◆ **TASK MATERIAL**

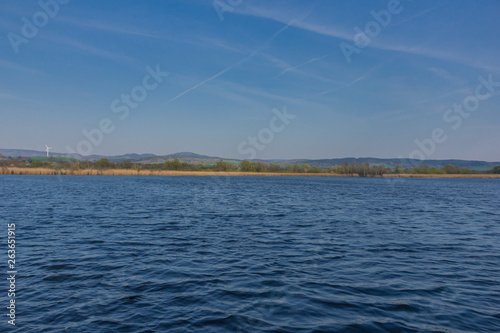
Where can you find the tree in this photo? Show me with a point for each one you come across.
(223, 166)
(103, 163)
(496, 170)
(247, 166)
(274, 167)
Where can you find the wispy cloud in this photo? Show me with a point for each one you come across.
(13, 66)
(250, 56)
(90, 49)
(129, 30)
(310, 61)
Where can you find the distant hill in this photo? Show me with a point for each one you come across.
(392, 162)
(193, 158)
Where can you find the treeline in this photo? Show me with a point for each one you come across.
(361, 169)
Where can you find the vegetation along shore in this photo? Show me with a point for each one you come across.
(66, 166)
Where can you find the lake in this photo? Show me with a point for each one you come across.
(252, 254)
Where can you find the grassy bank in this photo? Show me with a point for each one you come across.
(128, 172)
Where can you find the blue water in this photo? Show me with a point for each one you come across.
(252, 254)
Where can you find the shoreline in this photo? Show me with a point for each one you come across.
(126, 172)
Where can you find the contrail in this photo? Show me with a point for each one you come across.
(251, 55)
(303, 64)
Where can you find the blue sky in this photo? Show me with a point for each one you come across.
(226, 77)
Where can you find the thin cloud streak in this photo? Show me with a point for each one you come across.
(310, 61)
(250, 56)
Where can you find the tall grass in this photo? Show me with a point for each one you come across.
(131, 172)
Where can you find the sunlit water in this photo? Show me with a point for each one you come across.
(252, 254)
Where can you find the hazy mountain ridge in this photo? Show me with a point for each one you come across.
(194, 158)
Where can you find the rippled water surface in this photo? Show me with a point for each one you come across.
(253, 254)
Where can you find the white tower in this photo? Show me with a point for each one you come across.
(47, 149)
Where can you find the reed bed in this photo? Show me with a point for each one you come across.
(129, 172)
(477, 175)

◆ **WHAT THIS TASK INVOLVES**
Once you find the line containing "Where can you find the blue sky", copy it and every line after it through the end of the records, exactly and nothing else.

◆ **ANSWER AREA**
Where can you find the blue sky in this photo? Show me with a point for each one you come across.
(226, 77)
Where can you find the thin cloud streak in this photo? Show me with a point for each one you come across.
(310, 61)
(250, 56)
Where can you find the tall grass in this photo? Show me with a point for each one you come across.
(131, 172)
Where can you find the sunlit water in this photo? Show me with a point for each one you come across.
(252, 254)
Where can you find the hazy mountain ridge in this photo? Show me with a point for each one you come across.
(194, 158)
Where can you find the rippled water surface in this photo? Show me with a point for each one you come across.
(253, 254)
Where can you find the white tower in this photo? Show me with a point for each one you come across.
(47, 149)
Where can you find the reed bed in this photo? Show me with a point for each one you come across.
(129, 172)
(477, 175)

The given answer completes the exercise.